**WHAT YOU SHOULD DO**
Check every line of the material for the word "clay". Copy those that have it.

**DATA RECORDS**
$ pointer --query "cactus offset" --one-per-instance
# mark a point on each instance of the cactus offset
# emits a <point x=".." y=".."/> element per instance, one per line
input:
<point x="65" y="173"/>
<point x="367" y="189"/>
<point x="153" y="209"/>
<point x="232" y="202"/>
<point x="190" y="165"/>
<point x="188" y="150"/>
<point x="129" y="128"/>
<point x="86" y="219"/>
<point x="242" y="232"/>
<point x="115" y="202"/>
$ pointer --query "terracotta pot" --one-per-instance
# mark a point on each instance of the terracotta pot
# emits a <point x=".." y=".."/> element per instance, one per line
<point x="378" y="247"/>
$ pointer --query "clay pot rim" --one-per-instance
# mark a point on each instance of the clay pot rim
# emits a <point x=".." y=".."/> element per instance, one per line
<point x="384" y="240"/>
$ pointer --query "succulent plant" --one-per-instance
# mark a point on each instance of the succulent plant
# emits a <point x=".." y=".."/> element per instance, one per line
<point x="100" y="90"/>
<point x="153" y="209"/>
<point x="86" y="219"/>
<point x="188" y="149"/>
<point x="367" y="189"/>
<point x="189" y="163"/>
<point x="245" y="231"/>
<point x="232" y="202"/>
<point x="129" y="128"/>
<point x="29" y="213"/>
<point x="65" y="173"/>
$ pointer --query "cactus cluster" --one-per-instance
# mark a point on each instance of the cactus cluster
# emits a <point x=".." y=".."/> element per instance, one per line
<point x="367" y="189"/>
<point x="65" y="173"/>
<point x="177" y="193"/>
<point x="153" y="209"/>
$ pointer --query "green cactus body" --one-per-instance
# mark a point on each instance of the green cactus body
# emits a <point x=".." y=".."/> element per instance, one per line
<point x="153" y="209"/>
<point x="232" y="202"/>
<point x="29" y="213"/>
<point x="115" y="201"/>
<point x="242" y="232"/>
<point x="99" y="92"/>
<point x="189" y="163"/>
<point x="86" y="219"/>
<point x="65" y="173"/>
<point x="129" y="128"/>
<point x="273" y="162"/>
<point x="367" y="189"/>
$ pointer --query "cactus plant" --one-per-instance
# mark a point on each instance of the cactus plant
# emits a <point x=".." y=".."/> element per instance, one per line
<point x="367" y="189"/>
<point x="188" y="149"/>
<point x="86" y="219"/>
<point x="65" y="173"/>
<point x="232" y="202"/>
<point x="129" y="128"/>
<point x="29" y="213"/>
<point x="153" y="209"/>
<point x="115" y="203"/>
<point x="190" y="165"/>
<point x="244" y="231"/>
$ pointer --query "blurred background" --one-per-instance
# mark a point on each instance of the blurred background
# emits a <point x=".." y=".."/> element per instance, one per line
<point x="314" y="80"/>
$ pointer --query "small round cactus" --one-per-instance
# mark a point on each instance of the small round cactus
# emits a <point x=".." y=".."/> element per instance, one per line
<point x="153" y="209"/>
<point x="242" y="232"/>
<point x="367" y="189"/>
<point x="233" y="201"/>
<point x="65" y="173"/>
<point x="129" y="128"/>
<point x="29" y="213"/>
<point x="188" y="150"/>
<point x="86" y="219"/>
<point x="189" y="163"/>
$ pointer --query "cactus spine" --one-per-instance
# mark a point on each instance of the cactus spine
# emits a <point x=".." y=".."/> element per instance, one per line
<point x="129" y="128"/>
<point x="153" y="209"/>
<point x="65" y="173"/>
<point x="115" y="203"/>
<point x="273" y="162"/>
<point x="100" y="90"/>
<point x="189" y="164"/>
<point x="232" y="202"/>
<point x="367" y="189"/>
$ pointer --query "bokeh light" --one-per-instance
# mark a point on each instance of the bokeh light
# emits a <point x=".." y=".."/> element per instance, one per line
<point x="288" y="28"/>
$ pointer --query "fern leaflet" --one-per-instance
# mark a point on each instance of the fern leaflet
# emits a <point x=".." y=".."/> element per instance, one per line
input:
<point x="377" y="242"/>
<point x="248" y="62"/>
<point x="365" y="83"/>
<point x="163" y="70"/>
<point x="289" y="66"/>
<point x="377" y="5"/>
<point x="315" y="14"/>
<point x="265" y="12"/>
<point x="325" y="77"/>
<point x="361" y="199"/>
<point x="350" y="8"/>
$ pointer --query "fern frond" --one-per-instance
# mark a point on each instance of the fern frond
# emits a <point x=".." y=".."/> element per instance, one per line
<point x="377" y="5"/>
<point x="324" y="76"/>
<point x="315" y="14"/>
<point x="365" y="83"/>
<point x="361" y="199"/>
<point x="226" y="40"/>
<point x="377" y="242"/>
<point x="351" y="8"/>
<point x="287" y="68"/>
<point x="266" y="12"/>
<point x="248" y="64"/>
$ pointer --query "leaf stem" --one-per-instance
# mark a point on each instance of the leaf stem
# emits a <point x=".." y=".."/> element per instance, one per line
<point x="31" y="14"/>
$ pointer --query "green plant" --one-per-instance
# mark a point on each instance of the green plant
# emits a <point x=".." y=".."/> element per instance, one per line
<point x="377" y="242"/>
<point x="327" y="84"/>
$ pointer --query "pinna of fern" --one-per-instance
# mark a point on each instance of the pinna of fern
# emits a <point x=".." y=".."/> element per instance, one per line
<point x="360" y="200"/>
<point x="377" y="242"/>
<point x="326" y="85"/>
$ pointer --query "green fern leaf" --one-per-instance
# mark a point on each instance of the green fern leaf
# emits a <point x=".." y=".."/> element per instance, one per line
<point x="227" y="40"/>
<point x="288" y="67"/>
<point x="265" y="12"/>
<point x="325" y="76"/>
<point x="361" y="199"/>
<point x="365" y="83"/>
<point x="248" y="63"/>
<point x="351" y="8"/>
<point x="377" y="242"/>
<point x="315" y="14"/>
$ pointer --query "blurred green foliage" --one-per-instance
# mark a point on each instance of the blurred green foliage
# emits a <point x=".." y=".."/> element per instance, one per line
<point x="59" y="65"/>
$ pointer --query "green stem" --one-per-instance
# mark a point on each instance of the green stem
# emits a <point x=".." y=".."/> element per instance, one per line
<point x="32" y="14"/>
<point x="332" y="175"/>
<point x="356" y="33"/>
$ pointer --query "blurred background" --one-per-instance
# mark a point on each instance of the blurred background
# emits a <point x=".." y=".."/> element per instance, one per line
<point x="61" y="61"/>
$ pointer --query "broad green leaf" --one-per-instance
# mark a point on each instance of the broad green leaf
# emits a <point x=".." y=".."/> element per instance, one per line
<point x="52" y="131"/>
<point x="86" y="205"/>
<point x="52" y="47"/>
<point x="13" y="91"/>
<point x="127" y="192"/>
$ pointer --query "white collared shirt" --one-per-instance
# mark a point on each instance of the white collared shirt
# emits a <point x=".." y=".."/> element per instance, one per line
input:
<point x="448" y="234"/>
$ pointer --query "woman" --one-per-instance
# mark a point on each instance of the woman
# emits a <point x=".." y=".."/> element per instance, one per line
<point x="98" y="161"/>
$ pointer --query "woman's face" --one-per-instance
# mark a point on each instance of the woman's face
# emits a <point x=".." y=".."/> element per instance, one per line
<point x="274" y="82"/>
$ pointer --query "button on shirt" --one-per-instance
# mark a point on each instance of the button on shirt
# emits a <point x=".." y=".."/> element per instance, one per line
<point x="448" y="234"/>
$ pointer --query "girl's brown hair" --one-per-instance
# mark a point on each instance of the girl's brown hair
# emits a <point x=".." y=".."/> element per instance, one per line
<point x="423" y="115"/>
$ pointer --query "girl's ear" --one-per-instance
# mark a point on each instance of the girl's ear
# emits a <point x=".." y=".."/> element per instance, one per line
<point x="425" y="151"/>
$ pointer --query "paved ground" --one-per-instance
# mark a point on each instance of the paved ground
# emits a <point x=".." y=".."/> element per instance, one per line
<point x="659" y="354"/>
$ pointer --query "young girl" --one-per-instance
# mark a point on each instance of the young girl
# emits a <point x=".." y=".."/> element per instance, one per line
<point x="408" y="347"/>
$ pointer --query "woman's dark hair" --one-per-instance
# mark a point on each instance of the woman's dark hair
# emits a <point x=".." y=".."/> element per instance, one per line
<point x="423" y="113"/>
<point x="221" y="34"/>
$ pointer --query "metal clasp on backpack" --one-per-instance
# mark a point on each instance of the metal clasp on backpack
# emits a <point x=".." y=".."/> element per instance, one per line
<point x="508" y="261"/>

**RESULT FOR THIS TASK**
$ pointer --query "clay pot rim" --one-per-instance
# mark a point on each instance of the clay pot rim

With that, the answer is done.